:: Alıştırma Yönergeleri ::
1. Yargıtay kararının "YARGITAY KARARI" ile başlayıp "E., 2022/2217 K." ifadesine kadar süren kısmını hiç değiştirmeden yeniden yazın.
2. Yargıtay kararına göre davacı, prim ve gecikme zammı tahakkukunun hangi dönem için iptalini talep etmiştir?

:: Belge Alıntısı ::
──────

Yargıtay Kararı 10. Hukuk Dairesi 2023/1497 E. 2023/3087 K. 24.03.2023 T.

YARGITAY KARARI
DAİRE : 10. Hukuk Dairesi
ESAS NO : 2023/1497
KARAR NO : 2023/3087
KARAR TARİHİ : 24.03.2023

MAHKEMESİ : … Bölge Adliye Mahkemesi 33. Hukuk Dairesi
SAYISI : 2020/2028 E., 2022/2217 K.
HÜKÜM/KARAR : Davalının İstinaf Başvurusunun Esastan Reddine,
İLK DERECE MAHKEMESİ : … 20. İş Mahkemesi
SAYISI : 2019/383 E., 2020/238 K.

Taraflar arasındaki Kurum işleminin iptali, davalı Kuruma borçlu olmadığının tespiti ile yersiz ödenen primlerin iadesi davasından dolayı yapılan yargılama sonunda İlk Derece Mahkemesince davanın kısmen kabulüne karar verilmiştir.

Kararın taraf vekilleri tarafından istinaf edilmesi üzerine, Bölge Adliye Mahkemesince davalının istinaf başvurusunun esastan reddine,davacının istinaf başvurusunun kabulüne, İlk Derece Mahkemesi kararının kaldırılmasına, davanın kabulüne, karar verilmiştir.

Bölge Adliye Mahkemesi kararı davalı Kurum vekili tarafından temyiz edilmekle; kesinlik, süre, temyiz şartı ve diğer usul eksiklikleri yönünden yapılan ön inceleme sonucunda, temyiz dilekçesinin kabulüne karar verildikten ve Tetkik Hâkimi … tarafından hazırlanan rapor dinlendikten sonra dosyadaki belgeler incelenip gereği düşünüldü:

I. DAVA
Davacı vekili dava dilekçesinde; davalı Kurum tarafından 2012/10-2013/03 arasındaki 6 aylık dönem için prim ve gecikme zammı tahakkuku yönündeki işleminin iptal edilerek müvekkili şirketin davalı Kuruma borçlu olmadığına ve yersiz ödenen primlerin iadesine karar verilmesini talep ve dava etmiştir.

──────

:: Veri Kümesi ::
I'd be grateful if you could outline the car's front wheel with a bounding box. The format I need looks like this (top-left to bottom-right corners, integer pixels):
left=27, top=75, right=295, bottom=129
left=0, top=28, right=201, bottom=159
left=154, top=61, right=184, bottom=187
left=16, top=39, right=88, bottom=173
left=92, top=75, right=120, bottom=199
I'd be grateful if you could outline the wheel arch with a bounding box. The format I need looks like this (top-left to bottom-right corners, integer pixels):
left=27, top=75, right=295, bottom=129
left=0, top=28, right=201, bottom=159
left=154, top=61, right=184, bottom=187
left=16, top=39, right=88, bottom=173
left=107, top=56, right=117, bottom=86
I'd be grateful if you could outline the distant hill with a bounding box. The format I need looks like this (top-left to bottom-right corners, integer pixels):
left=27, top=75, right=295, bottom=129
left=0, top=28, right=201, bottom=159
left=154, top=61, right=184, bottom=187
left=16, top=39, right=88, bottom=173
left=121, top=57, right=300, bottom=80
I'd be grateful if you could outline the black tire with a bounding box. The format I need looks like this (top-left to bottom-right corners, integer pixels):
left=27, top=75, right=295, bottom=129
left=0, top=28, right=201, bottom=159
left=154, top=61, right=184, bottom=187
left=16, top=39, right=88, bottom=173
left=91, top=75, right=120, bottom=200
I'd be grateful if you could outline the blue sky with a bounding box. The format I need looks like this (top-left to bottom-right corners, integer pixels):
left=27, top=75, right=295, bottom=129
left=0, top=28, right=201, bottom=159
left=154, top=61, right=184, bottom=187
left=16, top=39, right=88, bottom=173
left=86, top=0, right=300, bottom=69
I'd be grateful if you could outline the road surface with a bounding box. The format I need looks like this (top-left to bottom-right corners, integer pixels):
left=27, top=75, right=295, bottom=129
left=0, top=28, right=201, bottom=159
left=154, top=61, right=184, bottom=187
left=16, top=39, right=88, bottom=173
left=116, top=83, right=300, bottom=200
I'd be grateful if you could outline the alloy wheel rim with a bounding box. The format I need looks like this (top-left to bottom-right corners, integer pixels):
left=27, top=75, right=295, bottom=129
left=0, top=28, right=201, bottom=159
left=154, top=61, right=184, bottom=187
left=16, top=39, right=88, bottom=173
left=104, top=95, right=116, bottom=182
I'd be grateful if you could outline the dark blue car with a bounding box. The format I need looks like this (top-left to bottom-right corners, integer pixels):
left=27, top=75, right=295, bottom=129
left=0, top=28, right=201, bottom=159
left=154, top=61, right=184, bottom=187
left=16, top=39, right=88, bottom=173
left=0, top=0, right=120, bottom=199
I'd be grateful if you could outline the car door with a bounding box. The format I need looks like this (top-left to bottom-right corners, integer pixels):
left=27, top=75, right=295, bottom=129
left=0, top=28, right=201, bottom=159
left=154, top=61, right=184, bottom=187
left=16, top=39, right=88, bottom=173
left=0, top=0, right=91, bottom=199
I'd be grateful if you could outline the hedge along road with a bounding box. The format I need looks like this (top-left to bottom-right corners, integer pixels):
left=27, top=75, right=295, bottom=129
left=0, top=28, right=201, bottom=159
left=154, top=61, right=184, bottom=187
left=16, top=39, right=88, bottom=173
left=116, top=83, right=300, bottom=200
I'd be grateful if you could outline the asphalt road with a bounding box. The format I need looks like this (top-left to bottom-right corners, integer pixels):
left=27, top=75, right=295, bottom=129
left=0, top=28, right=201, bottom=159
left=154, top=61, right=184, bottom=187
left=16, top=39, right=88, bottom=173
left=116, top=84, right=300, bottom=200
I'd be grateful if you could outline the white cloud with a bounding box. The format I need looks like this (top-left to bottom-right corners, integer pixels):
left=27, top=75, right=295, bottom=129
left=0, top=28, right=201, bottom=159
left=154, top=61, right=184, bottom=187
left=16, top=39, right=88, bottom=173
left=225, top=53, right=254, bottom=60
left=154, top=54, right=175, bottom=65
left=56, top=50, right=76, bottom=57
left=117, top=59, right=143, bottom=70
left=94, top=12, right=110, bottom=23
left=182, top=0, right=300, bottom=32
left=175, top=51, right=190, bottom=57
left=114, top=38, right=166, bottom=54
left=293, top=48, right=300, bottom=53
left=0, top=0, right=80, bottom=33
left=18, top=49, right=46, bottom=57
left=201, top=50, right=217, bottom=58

──────

:: Sıralı Sonuçlar ::
1.
YARGITAY KARARI
DAİRE : 10. Hukuk Dairesi
ESAS NO : 2023/1497
KARAR NO : 2023/3087
KARAR TARİHİ : 24.03.2023

MAHKEMESİ : … Bölge Adliye Mahkemesi 33. Hukuk Dairesi
SAYISI : 2020/2028 E., 2022/2217 K.

2. 2012/10-2013/03 arasındaki 6 aylık dönem için.